- **Apply what you read**
A – In the story of Iris Murray's rehabilitation, which hospital did her home health care nurses recommend?
B – Translate this sentence from the story of Iris Murray's rehabilitation into Spanish: "Her muscle weakness caused her to rely on a walker to help prevent falls."
C – Carry on the story of Iris Murray's rehabilitation from its last sentence.

- **Source extract**
*** Block opens ***
Iris' Story

Iris Murray walking with walker in therapy.

Iris Murray, age 49, has one daughter, lives in Slidell and works as the general manager of a Holiday Inn Express. She’s struggled with health issues for the last few years, including contracting COVID-19 three times and being diagnosed with Necrotizing Autoimmune Myositis (NAM) which is an autoimmune disorder that causes muscle weakness. Her muscle weakness caused her to rely on a walker to help prevent falls.

Iris was receiving care from home health when it was determined that she would benefit from physical and occupational therapy rehabilitation. Her home health care nurses recommended Northshore Rehabilitation Hospital.  

Upon arrival, Iris was experiencing severe muscle weakness and was unable to complete any self-care or walk independently. She set two therapy goals: to be self-sufficient in her activities of daily living and to be able to stand with the assistance of a walker.

Iris’ physical therapy included working with a safety harness to walk and exercising with a stationary bike, parallel bars and a stepper machine. She also utilized weights and did chair push-ups to strengthen her muscles. 

In occupational therapy, Iris learned new techniques for self-care and worked on stretching exercises to extend her reach and ability to complete activities of daily living such as dressing. Iris also worked with therapy bands and used an arm bike to further build strength in her upper body.
*** Block closes ***
- **Data section**
*** Block opens ***
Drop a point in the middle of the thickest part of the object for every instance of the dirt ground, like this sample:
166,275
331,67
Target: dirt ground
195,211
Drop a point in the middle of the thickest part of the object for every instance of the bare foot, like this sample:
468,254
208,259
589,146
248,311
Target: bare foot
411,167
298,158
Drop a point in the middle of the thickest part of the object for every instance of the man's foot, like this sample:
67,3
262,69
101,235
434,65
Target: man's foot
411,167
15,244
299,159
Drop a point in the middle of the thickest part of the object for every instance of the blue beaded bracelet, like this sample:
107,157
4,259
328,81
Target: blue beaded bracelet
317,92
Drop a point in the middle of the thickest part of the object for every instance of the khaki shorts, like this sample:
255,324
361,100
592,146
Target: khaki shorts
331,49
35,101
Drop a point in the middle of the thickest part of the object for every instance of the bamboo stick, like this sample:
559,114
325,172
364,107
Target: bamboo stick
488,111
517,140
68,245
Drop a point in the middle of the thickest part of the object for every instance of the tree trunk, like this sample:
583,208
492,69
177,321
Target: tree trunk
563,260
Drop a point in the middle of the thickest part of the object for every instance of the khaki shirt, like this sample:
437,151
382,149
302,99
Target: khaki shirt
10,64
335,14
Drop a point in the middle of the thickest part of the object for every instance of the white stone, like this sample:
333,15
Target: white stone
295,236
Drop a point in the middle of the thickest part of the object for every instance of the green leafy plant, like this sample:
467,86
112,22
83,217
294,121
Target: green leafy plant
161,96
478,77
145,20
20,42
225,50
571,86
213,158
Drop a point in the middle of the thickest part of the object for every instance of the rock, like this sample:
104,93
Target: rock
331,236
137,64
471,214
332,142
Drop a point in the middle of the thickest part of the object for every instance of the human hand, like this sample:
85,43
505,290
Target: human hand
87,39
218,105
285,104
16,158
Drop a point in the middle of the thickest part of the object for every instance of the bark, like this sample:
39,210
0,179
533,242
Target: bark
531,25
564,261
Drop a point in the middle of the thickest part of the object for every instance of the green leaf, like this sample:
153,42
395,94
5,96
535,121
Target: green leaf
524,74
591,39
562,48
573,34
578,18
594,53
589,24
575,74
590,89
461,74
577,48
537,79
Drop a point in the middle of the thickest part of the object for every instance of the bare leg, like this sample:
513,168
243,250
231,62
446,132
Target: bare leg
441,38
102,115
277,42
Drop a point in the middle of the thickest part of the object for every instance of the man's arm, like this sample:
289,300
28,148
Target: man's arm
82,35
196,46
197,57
*** Block closes ***
- **Replies**
A – Northshore Rehabilitation Hospital.

B – Su debilidad muscular hizo que dependiera de un andador para ayudar a prevenir caídas.

C –
At first, Iris felt frustrated with her progress even though her family was encouraging her every step of the way. Her turning point was when she was able to transfer from her chair using a transfer board, and she said that her family’s support helped her immensely. 

After 26 days at Northshore Rehabilitation Hospital, Iris went home. She can now walk with a walker for about 30 feet and independently complete most self-care such as showering and dressing.  
When asked about her experience at the hospital, Iris stated, “It was very productive and I am glad that I chose Northshore Rehabilitation Hospital.” She added, “I learned that I have to think outside of the box and find new ways of making things work.”

Iris’ recovery continues with outpatient therapy. For others on a health recovery journey, she advises, “Find ways to make it work. Just complete your daily goals and give it your all.”